■ Given request:
Can you render the entries below as a JSON list of strings, with one string for each line and any blank lines dropped?

(Entries from a point annotation dataset)
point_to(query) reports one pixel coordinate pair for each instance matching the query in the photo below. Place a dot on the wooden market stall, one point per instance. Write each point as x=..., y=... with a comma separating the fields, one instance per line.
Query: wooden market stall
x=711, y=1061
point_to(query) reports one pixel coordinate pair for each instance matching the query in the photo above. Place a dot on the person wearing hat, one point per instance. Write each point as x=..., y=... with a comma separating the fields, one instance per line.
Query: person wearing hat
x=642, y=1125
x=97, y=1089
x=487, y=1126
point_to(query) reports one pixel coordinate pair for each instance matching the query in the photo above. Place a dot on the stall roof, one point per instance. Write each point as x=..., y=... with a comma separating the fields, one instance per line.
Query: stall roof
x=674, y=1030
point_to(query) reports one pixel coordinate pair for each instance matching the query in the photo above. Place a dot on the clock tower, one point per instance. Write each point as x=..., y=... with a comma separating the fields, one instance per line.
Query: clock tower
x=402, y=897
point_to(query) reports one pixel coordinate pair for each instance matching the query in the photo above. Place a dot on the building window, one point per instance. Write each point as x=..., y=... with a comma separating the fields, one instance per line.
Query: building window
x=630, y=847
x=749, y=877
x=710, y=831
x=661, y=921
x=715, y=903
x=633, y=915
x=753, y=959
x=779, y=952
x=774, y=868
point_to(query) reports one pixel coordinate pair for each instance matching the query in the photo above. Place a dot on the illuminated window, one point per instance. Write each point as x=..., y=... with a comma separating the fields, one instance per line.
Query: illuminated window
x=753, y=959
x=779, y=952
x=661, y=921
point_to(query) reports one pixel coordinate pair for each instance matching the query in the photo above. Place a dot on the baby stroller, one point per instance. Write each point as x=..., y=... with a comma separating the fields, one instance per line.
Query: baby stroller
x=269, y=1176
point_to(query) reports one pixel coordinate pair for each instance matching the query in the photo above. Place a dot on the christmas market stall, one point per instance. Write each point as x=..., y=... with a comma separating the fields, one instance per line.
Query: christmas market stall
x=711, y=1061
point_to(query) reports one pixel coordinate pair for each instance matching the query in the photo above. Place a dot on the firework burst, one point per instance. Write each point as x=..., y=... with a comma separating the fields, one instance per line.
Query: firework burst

■ Written solution:
[
  "point_to(query) reports one pixel coordinate pair for each instance matching the query in the photo below. Place a dot on the wooden market stall, one point per instance. Write each point as x=..., y=... with a comma separating the fields, one instance per line.",
  "Query: wooden market stall",
  "x=711, y=1061",
  "point_to(query) reports one pixel coordinate pair for each instance matching the query in the photo above. Place a dot on the person wearing hat, one point per instance. Write each point as x=..., y=... with a comma separating the fields, one instance per line.",
  "Query: person wearing hat",
  "x=642, y=1125",
  "x=97, y=1089",
  "x=487, y=1126",
  "point_to(query) reports one pixel coordinate pair for each instance matching the query in the photo above. Place a dot on the stall roof, one point per instance. Write each point as x=..., y=... with a comma separating the fields, one instance per line.",
  "Query: stall roof",
  "x=674, y=1030",
  "point_to(query) reports one pixel coordinate pair for each instance matching the query in the photo above. Place a dot on the clock tower, one point per instance. Write each point as x=..., y=... with a comma separating the fields, one instance per line.",
  "Query: clock tower",
  "x=402, y=897",
  "point_to(query) reports one pixel coordinate pair for each instance matching the query in the photo above. Place a dot on the building window, one point per instance. Write each point as x=..., y=... with a comma separating the fields, one instance per line.",
  "Query: building window",
  "x=630, y=847",
  "x=749, y=877",
  "x=710, y=831",
  "x=661, y=921",
  "x=715, y=903",
  "x=633, y=915",
  "x=753, y=959",
  "x=779, y=952",
  "x=774, y=868",
  "point_to(query) reports one pixel coordinate pair for each instance matching the query in the photo above. Place a dot on the illuminated window, one point per instance. Write each point as x=..., y=... with a comma separating the fields, one instance per line.",
  "Query: illuminated window",
  "x=753, y=959",
  "x=779, y=952",
  "x=661, y=921",
  "point_to(query) reports one pixel coordinate pair for each instance matching the query in the photo above. Place a dot on the baby stroller, one point per instance. Write each point as x=..., y=... with a comma separating the fields, one instance per line.",
  "Query: baby stroller",
  "x=269, y=1176",
  "point_to(query) reports one pixel coordinate pair for each instance matching the query in the photo above. Place a dot on the christmas market stall, one point per instance. Write each point as x=..., y=... with a comma separating the fields, one instance per line.",
  "Query: christmas market stall",
  "x=711, y=1061",
  "point_to(query) reports one pixel coordinate pair for each instance matching the query in the photo above. Place a dot on the firework burst, one point per instance. Write each point as x=..., y=... with a comma separating the fields, one instance per line.",
  "Query: firework burst"
]